Excerpt provided
The police official, who wished to speak anonymously, said this could have been managed if there had been planned urbanisation. “But nothing was planned, the density increased exponentially, and now there is a crisis of civil amenities.”
When asked the implications for law enforcement, he explains, “We can manage motors, but we cannot manage traffic. Our patrolling is weak in the old city with narrow lanes. Our response time to any incident is slow because of the congestion.”
The institutional discord - between SP and BJP, between political representatives and bureaucrats - does not help.
SP runs the state government, but BJP has the most mayors in UP’s bigger cities. Mohley complains that the state has not implemented the 74th amendment which empowered local self government in urban areas - this makes them weak. “Local government is only in name. We cannot even clear residential maps. It is in the hands of the development authority, which is the destruction authority.”

About this task
Write out the excerpt on crowded cities and local government word for word, from "When asked the" up to and including "does not help.".

Available data
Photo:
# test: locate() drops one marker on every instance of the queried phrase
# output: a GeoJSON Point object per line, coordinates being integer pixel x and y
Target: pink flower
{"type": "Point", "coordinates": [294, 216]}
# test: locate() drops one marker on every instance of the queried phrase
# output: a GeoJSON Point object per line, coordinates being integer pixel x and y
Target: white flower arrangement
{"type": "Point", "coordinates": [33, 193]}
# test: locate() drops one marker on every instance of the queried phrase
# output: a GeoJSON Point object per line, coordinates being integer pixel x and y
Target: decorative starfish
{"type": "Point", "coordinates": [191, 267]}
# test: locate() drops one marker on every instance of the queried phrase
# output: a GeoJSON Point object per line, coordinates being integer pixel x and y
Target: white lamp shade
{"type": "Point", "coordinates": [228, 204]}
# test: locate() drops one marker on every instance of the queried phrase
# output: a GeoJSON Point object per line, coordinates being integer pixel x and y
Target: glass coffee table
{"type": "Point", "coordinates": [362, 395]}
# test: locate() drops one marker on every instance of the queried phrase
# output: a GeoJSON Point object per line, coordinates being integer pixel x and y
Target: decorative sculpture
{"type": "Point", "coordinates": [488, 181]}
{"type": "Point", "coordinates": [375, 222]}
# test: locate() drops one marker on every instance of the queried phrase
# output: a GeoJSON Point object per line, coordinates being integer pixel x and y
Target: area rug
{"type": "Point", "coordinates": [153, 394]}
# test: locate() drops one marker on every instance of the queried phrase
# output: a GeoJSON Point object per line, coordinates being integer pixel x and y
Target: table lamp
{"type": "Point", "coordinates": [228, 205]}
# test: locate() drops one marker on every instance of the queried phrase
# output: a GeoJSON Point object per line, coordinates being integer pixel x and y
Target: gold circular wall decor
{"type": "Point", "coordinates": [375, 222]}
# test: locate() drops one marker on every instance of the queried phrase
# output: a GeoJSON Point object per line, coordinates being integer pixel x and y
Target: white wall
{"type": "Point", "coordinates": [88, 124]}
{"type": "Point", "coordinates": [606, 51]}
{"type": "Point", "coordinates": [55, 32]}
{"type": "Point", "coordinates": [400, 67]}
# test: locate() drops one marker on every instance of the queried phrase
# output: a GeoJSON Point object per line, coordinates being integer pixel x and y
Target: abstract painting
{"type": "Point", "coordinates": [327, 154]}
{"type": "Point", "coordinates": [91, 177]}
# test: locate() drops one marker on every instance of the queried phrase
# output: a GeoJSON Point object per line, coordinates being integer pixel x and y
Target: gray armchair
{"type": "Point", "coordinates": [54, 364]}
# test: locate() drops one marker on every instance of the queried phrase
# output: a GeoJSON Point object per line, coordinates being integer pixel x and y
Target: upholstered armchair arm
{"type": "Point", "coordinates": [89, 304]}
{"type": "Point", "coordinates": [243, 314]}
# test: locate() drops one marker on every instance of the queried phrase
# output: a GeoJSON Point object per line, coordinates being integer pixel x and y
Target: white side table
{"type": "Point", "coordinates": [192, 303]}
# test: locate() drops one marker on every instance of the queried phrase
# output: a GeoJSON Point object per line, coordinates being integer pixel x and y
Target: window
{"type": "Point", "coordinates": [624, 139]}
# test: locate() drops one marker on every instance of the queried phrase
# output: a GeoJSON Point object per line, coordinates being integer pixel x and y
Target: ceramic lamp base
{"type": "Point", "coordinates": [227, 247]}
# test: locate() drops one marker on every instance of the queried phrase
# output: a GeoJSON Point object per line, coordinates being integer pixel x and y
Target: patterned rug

Answer below
When asked the implications for law enforcement, he explains, “We can manage motors, but we cannot manage traffic. Our patrolling is weak in the old city with narrow lanes. Our response time to any incident is slow because of the congestion.”
The institutional discord - between SP and BJP, between political representatives and bureaucrats - does not help.